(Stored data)
--- BEGIN ---

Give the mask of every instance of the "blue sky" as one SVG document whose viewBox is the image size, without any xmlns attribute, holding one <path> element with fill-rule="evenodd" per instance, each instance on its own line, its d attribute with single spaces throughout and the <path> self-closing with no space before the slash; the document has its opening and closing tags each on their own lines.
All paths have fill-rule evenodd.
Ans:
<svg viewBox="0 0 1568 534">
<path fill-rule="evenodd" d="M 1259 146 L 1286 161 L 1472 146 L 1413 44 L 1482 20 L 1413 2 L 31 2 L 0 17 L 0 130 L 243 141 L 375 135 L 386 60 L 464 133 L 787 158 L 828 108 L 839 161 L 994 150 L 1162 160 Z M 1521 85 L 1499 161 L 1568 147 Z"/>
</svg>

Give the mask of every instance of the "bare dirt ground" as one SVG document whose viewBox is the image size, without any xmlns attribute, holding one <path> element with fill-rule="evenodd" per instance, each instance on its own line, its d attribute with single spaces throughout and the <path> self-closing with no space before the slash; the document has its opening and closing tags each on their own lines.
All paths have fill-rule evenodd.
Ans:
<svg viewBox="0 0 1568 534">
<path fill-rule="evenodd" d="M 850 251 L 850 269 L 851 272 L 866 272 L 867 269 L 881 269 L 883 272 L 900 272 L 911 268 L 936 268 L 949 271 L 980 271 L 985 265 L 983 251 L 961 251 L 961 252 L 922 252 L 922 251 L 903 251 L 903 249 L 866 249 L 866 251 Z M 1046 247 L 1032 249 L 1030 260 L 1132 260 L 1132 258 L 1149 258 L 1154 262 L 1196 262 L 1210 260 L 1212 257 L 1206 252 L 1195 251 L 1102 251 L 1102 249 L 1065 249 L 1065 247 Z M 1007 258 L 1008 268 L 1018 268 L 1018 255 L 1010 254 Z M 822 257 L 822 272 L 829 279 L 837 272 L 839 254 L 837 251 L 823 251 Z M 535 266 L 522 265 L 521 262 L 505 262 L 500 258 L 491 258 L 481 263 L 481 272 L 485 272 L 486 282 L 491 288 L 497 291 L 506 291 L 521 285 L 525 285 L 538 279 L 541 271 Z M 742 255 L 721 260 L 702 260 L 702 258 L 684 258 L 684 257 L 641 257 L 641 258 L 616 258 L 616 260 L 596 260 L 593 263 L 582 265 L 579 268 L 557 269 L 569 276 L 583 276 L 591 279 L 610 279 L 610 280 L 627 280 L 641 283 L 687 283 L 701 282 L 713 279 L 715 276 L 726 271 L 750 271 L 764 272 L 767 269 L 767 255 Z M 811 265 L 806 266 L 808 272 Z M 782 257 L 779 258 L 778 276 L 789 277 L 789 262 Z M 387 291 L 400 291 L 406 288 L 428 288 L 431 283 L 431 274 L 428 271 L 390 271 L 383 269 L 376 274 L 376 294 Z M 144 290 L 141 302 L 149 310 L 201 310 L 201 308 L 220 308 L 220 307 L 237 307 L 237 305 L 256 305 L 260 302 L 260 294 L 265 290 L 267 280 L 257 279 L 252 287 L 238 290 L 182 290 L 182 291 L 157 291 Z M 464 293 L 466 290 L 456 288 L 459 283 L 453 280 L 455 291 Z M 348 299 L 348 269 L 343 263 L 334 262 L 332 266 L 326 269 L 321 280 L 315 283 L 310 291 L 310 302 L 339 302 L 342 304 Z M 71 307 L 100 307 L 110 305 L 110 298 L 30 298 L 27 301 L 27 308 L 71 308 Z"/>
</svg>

--- END ---

▶ Written request
The records above should all be quoted exactly, please.

▶ Exercise result
Give the mask of every instance of the "blue sky" as one SVG document whose viewBox is the image size, without any xmlns attribute, holding one <path> element with fill-rule="evenodd" per instance, each instance on its own line, its d attribute with single spaces throughout and the <path> self-closing with no space before the slash; the document has its opening and closing tags each on their own lines.
All paths have fill-rule evenodd.
Ans:
<svg viewBox="0 0 1568 534">
<path fill-rule="evenodd" d="M 1259 146 L 1286 161 L 1472 146 L 1413 44 L 1482 20 L 1413 2 L 31 2 L 0 17 L 0 130 L 243 141 L 375 135 L 386 60 L 464 133 L 787 158 L 828 108 L 839 161 L 994 150 L 1162 160 Z M 1521 85 L 1499 161 L 1568 147 Z"/>
</svg>

Give the mask of every instance of the "bare dirt ground" as one SVG document whose viewBox is the image size, without any xmlns attribute, holding one <path> element with fill-rule="evenodd" per instance, each instance on its own line, its d attribute with single spaces throughout and the <path> self-closing with no space before the slash; the document has its opening and closing tags each on their own lines.
All paths have fill-rule evenodd.
Ans:
<svg viewBox="0 0 1568 534">
<path fill-rule="evenodd" d="M 850 251 L 850 269 L 851 272 L 866 272 L 867 269 L 881 269 L 883 272 L 900 272 L 911 268 L 936 268 L 949 271 L 980 271 L 985 265 L 983 251 L 961 251 L 961 252 L 922 252 L 922 251 L 903 251 L 903 249 L 866 249 L 866 251 Z M 1046 247 L 1032 249 L 1030 260 L 1132 260 L 1132 258 L 1149 258 L 1154 262 L 1196 262 L 1210 260 L 1212 257 L 1206 252 L 1195 251 L 1102 251 L 1102 249 L 1065 249 L 1065 247 Z M 1007 258 L 1008 268 L 1018 268 L 1018 255 L 1010 254 Z M 822 257 L 822 272 L 829 279 L 837 272 L 839 254 L 837 251 L 823 251 Z M 535 266 L 522 265 L 521 262 L 505 262 L 500 258 L 491 258 L 481 263 L 481 272 L 485 272 L 486 282 L 491 288 L 497 291 L 506 291 L 521 285 L 525 285 L 538 279 L 541 271 Z M 742 255 L 721 260 L 702 260 L 702 258 L 684 258 L 684 257 L 641 257 L 641 258 L 616 258 L 616 260 L 596 260 L 593 263 L 582 265 L 579 268 L 557 269 L 569 276 L 583 276 L 591 279 L 610 279 L 610 280 L 627 280 L 641 283 L 687 283 L 701 282 L 713 279 L 715 276 L 726 271 L 750 271 L 764 272 L 767 269 L 767 255 Z M 811 265 L 806 266 L 808 272 Z M 782 257 L 779 258 L 778 276 L 789 277 L 789 262 Z M 387 291 L 400 291 L 406 288 L 428 288 L 431 283 L 431 274 L 428 271 L 390 271 L 383 269 L 376 274 L 376 294 Z M 144 290 L 141 302 L 149 310 L 201 310 L 201 308 L 220 308 L 220 307 L 237 307 L 237 305 L 256 305 L 260 302 L 260 294 L 265 290 L 267 280 L 257 279 L 252 287 L 238 290 L 182 290 L 182 291 L 157 291 Z M 464 293 L 466 290 L 456 288 L 459 283 L 453 280 L 455 291 Z M 348 299 L 348 269 L 343 263 L 334 262 L 332 266 L 326 269 L 321 280 L 315 283 L 310 291 L 310 302 L 339 302 L 342 304 Z M 71 307 L 100 307 L 110 305 L 110 298 L 30 298 L 27 301 L 27 308 L 71 308 Z"/>
</svg>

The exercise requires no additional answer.